Problem to solve: Present each line of the entries below that holds the word "Target".

Available data:
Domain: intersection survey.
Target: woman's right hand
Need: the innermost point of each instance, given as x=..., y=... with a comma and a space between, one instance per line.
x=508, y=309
==
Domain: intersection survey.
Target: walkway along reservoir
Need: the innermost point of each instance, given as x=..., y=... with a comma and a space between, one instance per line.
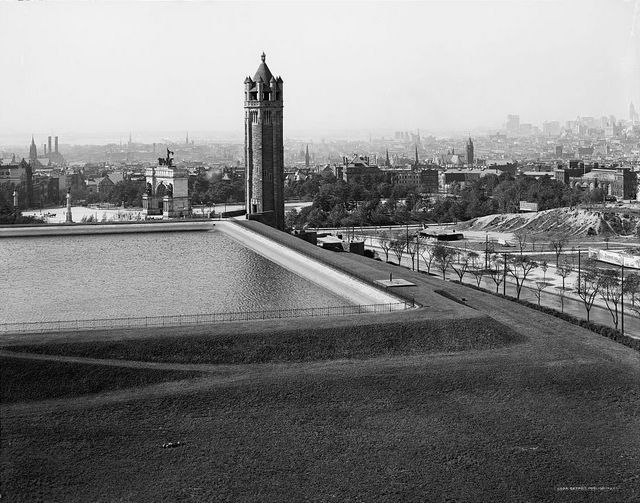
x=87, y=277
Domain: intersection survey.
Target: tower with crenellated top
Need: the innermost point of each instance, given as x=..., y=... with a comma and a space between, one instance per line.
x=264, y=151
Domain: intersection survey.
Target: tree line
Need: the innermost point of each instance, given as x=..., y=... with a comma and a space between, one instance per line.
* * *
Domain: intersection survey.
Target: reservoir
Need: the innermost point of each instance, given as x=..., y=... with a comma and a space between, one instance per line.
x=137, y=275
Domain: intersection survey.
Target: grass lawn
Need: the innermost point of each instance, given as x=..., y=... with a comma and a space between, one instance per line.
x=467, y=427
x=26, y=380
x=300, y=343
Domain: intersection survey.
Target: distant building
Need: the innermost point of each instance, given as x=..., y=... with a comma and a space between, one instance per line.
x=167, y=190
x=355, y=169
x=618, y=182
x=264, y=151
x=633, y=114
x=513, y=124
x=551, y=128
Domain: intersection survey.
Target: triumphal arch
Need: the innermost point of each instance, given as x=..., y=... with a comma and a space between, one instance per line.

Reply to the exercise:
Target: woman's right hand
Target: walkway along reservoir
Target: tower with crenellated top
Target: tree line
Target: reservoir
Target: grass lawn
Target: distant building
Target: triumphal arch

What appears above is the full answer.